# Task prompt
Put the lines of the listing below, from the line with "Practice step: locate the dark figure" through the end of the listing, into a Markdown table with the columns Row and Line, leaving out any blank lines.

-- BEGIN Dataset records --

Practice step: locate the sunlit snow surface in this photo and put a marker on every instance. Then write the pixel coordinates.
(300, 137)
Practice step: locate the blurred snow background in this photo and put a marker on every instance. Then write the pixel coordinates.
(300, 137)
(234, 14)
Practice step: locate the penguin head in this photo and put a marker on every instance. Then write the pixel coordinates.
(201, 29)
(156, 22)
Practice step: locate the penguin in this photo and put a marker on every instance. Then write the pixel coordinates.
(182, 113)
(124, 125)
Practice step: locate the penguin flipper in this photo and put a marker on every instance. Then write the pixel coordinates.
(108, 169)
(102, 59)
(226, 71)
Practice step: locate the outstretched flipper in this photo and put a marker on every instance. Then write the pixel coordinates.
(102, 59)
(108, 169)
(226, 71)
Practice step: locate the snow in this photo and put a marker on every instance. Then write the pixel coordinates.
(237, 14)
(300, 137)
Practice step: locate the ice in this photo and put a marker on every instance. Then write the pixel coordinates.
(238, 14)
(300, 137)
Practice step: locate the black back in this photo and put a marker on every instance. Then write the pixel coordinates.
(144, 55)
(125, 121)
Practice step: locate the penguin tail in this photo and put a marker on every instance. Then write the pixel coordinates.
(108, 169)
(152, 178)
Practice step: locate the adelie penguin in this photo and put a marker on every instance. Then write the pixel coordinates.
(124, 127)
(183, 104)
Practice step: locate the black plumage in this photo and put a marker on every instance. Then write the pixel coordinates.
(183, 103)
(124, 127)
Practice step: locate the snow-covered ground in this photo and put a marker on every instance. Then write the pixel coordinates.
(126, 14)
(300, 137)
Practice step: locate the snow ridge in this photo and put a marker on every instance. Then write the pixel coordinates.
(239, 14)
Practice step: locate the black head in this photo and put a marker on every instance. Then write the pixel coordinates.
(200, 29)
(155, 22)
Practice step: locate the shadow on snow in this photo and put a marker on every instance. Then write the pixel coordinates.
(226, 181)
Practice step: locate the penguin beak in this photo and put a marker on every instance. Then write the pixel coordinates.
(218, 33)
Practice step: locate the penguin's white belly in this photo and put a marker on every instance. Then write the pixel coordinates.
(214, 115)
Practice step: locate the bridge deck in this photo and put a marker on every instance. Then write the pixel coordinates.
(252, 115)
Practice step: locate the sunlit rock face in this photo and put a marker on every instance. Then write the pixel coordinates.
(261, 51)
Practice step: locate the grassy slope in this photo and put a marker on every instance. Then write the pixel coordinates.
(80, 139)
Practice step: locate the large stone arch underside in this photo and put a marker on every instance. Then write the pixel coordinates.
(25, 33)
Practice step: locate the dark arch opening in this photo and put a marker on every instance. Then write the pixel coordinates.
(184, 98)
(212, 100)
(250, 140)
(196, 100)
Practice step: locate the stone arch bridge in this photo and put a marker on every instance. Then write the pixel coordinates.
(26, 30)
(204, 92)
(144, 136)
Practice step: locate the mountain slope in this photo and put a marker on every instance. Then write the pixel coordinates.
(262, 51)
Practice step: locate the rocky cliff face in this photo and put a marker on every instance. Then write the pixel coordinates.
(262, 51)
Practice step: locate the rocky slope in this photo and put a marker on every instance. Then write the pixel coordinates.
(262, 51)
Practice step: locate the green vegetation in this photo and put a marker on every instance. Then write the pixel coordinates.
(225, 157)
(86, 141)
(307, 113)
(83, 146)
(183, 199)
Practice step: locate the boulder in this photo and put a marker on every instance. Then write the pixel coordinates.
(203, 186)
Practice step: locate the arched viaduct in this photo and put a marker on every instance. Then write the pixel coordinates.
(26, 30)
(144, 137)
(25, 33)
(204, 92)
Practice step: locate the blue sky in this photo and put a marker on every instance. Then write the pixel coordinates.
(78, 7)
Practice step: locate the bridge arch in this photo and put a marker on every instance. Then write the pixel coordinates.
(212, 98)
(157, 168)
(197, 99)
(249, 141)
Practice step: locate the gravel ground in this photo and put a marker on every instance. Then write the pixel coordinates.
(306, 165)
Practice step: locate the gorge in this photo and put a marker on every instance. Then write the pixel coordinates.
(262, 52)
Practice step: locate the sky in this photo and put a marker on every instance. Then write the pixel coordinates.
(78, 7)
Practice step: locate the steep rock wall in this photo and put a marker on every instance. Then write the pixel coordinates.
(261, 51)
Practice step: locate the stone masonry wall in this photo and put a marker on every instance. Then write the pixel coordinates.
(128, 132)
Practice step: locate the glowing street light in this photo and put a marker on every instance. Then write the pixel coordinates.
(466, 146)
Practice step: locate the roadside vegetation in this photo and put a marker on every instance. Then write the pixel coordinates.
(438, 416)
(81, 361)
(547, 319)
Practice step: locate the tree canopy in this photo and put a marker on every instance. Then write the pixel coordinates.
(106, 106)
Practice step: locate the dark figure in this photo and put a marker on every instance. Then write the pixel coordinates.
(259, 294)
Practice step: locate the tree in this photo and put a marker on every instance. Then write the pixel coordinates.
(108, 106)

-- END Dataset records --

# Finished exercise
| Row | Line |
|---|---|
| 1 | Practice step: locate the dark figure in this photo and put a marker on every instance. Then write the pixel coordinates. |
| 2 | (259, 294) |
| 3 | Practice step: locate the tree in this photo and put a marker on every instance. Then write the pixel coordinates. |
| 4 | (108, 106) |